Work required:
Exactly retype the opening line of the entries and every line after it, ending with the line that contains "curly reddish-brown hair". Skip all pictures.

::::

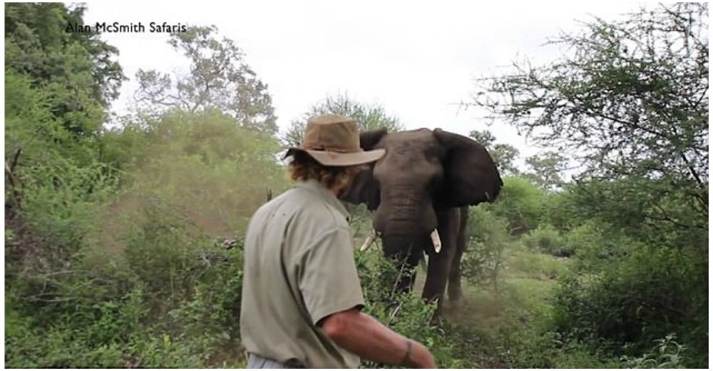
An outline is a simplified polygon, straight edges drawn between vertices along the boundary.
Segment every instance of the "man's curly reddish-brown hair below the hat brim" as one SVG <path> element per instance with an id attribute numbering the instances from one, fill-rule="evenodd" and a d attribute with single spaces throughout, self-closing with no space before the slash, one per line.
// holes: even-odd
<path id="1" fill-rule="evenodd" d="M 342 187 L 347 185 L 352 181 L 358 169 L 359 166 L 324 166 L 302 151 L 293 153 L 288 168 L 289 177 L 293 181 L 314 179 L 326 188 L 332 188 L 334 185 Z"/>

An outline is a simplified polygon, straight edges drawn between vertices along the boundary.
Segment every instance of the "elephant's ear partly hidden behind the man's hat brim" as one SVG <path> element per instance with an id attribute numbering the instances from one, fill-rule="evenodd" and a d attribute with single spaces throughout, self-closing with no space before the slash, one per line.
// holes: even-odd
<path id="1" fill-rule="evenodd" d="M 386 129 L 364 131 L 359 134 L 359 145 L 364 151 L 374 149 L 381 138 L 386 136 Z M 349 203 L 366 203 L 366 208 L 375 210 L 379 206 L 379 185 L 374 181 L 374 163 L 365 165 L 356 174 L 354 181 L 347 187 L 339 198 Z"/>

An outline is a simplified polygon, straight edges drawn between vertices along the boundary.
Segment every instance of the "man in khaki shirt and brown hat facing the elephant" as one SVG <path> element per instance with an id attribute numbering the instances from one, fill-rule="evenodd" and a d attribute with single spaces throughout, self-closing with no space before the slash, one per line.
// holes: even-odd
<path id="1" fill-rule="evenodd" d="M 347 210 L 337 196 L 359 166 L 384 156 L 363 151 L 359 128 L 337 115 L 310 119 L 290 148 L 297 185 L 262 205 L 245 236 L 240 332 L 248 368 L 342 368 L 359 357 L 436 368 L 424 345 L 362 313 Z"/>

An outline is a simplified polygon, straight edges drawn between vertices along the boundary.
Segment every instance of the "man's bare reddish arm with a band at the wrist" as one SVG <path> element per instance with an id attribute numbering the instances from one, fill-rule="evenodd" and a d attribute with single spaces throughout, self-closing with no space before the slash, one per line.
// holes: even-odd
<path id="1" fill-rule="evenodd" d="M 410 368 L 436 368 L 434 356 L 424 345 L 389 330 L 359 310 L 334 313 L 321 320 L 319 325 L 337 345 L 366 360 Z M 411 352 L 406 357 L 409 341 Z"/>

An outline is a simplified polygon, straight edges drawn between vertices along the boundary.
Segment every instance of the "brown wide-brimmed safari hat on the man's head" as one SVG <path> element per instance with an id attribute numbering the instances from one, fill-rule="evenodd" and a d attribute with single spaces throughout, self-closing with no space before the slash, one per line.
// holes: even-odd
<path id="1" fill-rule="evenodd" d="M 304 151 L 324 166 L 354 166 L 374 162 L 383 149 L 364 151 L 359 146 L 359 126 L 353 118 L 322 115 L 310 118 L 304 128 L 302 146 L 287 150 L 284 157 Z"/>

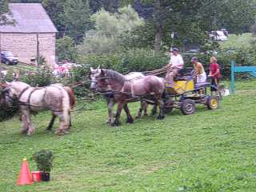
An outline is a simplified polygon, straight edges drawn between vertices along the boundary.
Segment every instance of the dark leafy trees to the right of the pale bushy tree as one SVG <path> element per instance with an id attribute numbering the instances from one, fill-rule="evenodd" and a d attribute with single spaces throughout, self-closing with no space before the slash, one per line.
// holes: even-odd
<path id="1" fill-rule="evenodd" d="M 123 4 L 133 3 L 133 0 L 123 0 Z M 146 20 L 147 33 L 154 50 L 174 43 L 203 43 L 205 31 L 226 28 L 232 33 L 242 33 L 248 30 L 255 19 L 255 2 L 250 0 L 142 0 L 151 6 L 152 17 Z M 140 10 L 138 9 L 138 12 Z M 175 32 L 176 38 L 170 34 Z M 145 31 L 141 35 L 144 37 Z M 154 34 L 154 42 L 151 38 Z M 145 42 L 145 40 L 143 40 Z"/>

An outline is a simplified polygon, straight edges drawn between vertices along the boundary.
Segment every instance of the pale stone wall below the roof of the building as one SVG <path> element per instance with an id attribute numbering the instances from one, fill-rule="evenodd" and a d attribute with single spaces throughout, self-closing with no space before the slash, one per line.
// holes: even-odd
<path id="1" fill-rule="evenodd" d="M 1 32 L 0 32 L 1 33 Z M 55 63 L 55 34 L 38 34 L 39 54 L 49 65 Z M 1 33 L 2 50 L 10 50 L 19 62 L 37 65 L 37 34 Z"/>

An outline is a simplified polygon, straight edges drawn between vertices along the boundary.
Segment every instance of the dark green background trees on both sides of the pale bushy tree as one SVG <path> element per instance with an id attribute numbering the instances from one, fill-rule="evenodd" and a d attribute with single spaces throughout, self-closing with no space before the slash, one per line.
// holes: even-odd
<path id="1" fill-rule="evenodd" d="M 4 1 L 3 1 L 4 2 Z M 134 34 L 140 47 L 162 50 L 171 44 L 203 44 L 206 31 L 226 28 L 232 33 L 248 31 L 254 23 L 255 1 L 251 0 L 11 0 L 10 2 L 42 2 L 59 33 L 81 42 L 91 30 L 90 14 L 104 8 L 115 13 L 124 5 L 132 5 L 146 24 Z M 1 6 L 2 7 L 2 6 Z M 175 38 L 170 34 L 175 33 Z M 130 42 L 127 42 L 129 46 Z M 132 43 L 131 43 L 132 44 Z"/>

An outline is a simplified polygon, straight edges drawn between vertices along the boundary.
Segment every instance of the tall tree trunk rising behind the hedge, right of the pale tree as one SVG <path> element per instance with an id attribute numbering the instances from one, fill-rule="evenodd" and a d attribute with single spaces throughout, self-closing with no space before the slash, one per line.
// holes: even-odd
<path id="1" fill-rule="evenodd" d="M 161 2 L 154 0 L 154 22 L 156 24 L 156 34 L 154 38 L 154 52 L 159 52 L 162 42 L 162 19 L 161 19 Z"/>

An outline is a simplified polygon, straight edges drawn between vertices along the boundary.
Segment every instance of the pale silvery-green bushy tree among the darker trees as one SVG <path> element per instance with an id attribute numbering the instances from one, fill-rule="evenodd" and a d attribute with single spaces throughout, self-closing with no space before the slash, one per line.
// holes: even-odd
<path id="1" fill-rule="evenodd" d="M 91 16 L 94 29 L 88 30 L 84 41 L 79 46 L 82 54 L 110 54 L 123 51 L 123 42 L 130 38 L 130 32 L 137 26 L 142 26 L 144 20 L 131 6 L 118 9 L 111 14 L 106 10 L 100 10 Z"/>

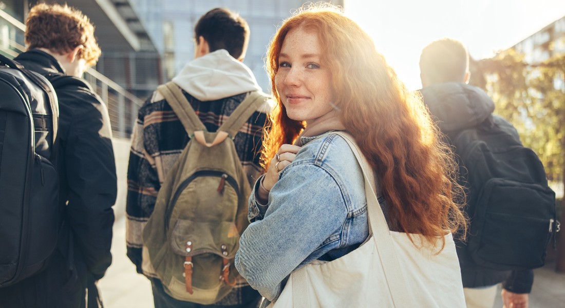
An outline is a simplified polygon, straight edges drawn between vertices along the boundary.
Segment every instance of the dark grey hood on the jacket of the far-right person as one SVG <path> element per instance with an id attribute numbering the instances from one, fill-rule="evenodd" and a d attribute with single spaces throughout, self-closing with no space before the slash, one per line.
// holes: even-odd
<path id="1" fill-rule="evenodd" d="M 464 83 L 443 83 L 420 90 L 424 104 L 442 132 L 458 131 L 483 123 L 494 102 L 483 89 Z"/>

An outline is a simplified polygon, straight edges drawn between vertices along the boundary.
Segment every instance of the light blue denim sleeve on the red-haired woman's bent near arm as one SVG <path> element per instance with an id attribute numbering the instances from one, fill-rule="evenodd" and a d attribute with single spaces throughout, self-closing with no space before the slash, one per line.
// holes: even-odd
<path id="1" fill-rule="evenodd" d="M 257 221 L 241 236 L 236 267 L 270 301 L 279 297 L 281 282 L 347 219 L 340 185 L 331 172 L 311 162 L 286 167 L 267 206 L 258 205 L 252 194 L 250 210 Z"/>

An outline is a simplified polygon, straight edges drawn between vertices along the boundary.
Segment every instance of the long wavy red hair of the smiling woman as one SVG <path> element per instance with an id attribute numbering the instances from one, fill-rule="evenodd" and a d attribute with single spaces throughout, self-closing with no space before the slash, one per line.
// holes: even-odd
<path id="1" fill-rule="evenodd" d="M 407 90 L 373 40 L 339 7 L 314 4 L 283 21 L 267 52 L 266 67 L 276 107 L 262 153 L 268 166 L 282 144 L 292 144 L 306 123 L 286 116 L 275 87 L 279 53 L 295 28 L 318 33 L 324 46 L 321 62 L 332 72 L 335 105 L 380 180 L 392 229 L 421 234 L 435 242 L 445 230 L 466 228 L 455 181 L 455 162 L 441 141 L 420 97 Z M 464 235 L 465 232 L 463 231 Z"/>

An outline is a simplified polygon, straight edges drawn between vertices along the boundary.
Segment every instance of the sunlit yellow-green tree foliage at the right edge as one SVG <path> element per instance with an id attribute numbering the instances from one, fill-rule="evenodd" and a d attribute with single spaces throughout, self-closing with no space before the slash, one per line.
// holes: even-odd
<path id="1" fill-rule="evenodd" d="M 513 49 L 501 51 L 471 61 L 471 81 L 489 93 L 494 112 L 509 120 L 524 146 L 538 154 L 548 179 L 564 183 L 565 54 L 528 64 Z M 565 235 L 558 246 L 557 270 L 565 272 Z"/>

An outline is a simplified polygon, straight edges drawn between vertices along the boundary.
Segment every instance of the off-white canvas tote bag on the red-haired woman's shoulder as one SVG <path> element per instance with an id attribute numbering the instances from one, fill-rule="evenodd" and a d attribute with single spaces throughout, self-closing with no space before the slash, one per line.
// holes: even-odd
<path id="1" fill-rule="evenodd" d="M 331 262 L 315 261 L 292 272 L 274 308 L 465 307 L 451 233 L 431 247 L 420 235 L 389 231 L 375 194 L 374 177 L 353 137 L 345 138 L 365 177 L 370 236 L 359 248 Z M 423 244 L 423 245 L 422 245 Z"/>

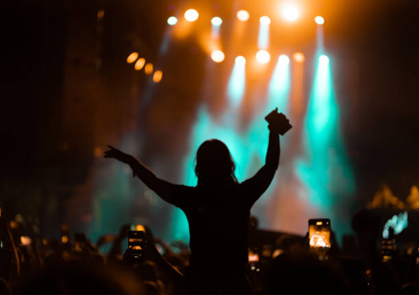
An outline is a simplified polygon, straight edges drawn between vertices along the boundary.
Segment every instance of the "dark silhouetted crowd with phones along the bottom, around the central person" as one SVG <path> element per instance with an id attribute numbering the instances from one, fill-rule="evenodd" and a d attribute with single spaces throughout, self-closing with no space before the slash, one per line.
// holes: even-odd
<path id="1" fill-rule="evenodd" d="M 103 235 L 94 244 L 84 233 L 71 235 L 66 226 L 60 240 L 23 236 L 18 222 L 0 219 L 0 294 L 188 294 L 183 279 L 188 246 L 168 245 L 147 226 L 123 225 L 119 233 Z M 344 240 L 342 247 L 332 231 L 330 248 L 310 248 L 308 236 L 287 235 L 249 248 L 246 277 L 253 292 L 419 294 L 419 245 L 397 244 L 391 231 L 383 240 L 370 210 L 355 214 L 352 227 L 356 236 Z M 249 229 L 250 239 L 257 230 Z M 217 244 L 216 232 L 209 234 L 214 235 L 214 247 L 234 251 Z M 103 251 L 106 247 L 109 250 Z M 213 263 L 223 268 L 224 261 Z M 217 274 L 213 279 L 217 281 Z M 225 290 L 201 293 L 227 294 Z"/>

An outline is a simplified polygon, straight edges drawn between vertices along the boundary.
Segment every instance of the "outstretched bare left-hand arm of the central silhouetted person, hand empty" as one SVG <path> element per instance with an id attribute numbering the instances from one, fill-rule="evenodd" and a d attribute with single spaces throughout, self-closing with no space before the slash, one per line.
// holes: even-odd
<path id="1" fill-rule="evenodd" d="M 120 162 L 128 164 L 132 169 L 133 176 L 137 176 L 150 190 L 153 190 L 153 192 L 160 196 L 160 198 L 164 201 L 175 206 L 179 205 L 179 200 L 177 198 L 179 198 L 181 194 L 178 192 L 184 187 L 184 185 L 175 185 L 160 179 L 135 157 L 123 153 L 122 151 L 115 149 L 113 146 L 108 145 L 108 147 L 110 150 L 105 151 L 105 158 L 114 158 Z"/>

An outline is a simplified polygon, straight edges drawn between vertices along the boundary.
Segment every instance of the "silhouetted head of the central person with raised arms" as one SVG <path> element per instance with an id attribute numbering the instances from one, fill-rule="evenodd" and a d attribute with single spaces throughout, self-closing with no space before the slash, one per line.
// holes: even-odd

::::

Answer for the task:
An outline is a simplified polygon, straight edges drawn between vertices along the boundary.
Segment every instance of the "man's curly reddish-brown hair below the hat brim" as one SVG <path> element per instance with an id attribute numbering the instances from one, fill-rule="evenodd" and a d attribute with single spaces throughout, self-closing with no space before the slash, one per line.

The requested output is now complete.